READING TEXT →
Pro-gaming, which has been around for about nine years, is finally coming into its own. I spent time last month talking to some of the major players in eSports for a story on the current state of pro-gaming and the sudden surge of leagues.

The story ran today in the Rocky and includes interviews with the CPL's Angel Munoz, Ubisoft, Lil Poison's dad, the Frag Dolls, the general manager of DirecTV and the veep of pro-gaming site GotFrag.

I also wrote a sidebar about the art of video game color commentating.

The story's running today because DirecTV's mega pro-gaming invitational airs on their network today. The event was produced by 11-time Emmy Award winner Mike Burks and featured 17 high-def cameras.

LISTED RECORDS →
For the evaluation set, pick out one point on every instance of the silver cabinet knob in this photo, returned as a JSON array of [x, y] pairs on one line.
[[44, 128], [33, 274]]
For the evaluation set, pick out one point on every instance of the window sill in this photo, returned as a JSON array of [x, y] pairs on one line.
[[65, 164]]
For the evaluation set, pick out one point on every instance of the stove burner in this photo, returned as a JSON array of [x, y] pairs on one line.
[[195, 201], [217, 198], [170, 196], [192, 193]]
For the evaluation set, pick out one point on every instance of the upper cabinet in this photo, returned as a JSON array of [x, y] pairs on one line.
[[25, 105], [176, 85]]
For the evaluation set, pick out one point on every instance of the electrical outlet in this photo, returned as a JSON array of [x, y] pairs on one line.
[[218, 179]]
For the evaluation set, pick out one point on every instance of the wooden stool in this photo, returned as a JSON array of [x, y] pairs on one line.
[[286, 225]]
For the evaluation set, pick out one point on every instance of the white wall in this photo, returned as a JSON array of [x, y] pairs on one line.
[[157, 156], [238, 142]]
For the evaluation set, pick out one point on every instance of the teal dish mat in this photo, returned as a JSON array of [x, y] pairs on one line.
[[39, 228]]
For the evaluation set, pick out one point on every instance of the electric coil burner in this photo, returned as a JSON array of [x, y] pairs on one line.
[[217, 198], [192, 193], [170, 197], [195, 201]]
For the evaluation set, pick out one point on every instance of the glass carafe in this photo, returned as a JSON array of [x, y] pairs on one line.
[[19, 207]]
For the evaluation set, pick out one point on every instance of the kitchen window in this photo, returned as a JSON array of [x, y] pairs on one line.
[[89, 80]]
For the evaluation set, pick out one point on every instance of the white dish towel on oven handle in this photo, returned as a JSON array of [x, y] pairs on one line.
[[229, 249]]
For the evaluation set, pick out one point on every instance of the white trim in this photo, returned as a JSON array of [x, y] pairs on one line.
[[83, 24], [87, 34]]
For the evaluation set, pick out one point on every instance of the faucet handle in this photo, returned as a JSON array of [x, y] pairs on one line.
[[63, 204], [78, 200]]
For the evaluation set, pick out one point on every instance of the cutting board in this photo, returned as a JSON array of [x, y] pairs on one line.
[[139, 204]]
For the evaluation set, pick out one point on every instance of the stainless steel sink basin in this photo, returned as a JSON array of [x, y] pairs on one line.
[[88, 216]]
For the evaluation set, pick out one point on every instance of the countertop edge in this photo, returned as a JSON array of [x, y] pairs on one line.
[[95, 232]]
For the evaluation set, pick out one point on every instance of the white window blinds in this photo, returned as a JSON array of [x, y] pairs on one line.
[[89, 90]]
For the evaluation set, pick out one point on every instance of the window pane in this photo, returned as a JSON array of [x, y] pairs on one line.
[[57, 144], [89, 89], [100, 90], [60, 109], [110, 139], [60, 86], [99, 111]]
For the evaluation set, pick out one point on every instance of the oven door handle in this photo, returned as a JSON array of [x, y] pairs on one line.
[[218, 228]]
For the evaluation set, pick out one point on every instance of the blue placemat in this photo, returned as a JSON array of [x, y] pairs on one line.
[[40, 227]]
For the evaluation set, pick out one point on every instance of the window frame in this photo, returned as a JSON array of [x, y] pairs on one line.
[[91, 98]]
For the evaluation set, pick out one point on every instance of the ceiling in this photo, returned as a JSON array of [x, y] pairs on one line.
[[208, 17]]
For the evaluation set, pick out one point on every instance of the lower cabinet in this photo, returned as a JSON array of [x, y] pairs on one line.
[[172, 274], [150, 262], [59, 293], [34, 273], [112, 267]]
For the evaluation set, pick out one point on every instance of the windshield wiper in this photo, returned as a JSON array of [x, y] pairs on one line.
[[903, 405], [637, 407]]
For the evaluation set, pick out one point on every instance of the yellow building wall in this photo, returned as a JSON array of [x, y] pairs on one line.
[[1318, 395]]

REQUIREMENT A → Translate this sentence from the pro-gaming text into Spanish: "I also wrote a sidebar about the art of video game color commentating."
REQUIREMENT B → According to the pro-gaming text, why did the story run on the day it did? Answer in one to three sentences.

TASK SOLUTION A → También escribí un recuadro complementario sobre el arte del comentario de color en los videojuegos.

TASK SOLUTION B → The story ran that day because DirecTV's pro-gaming invitational aired on its network the same day.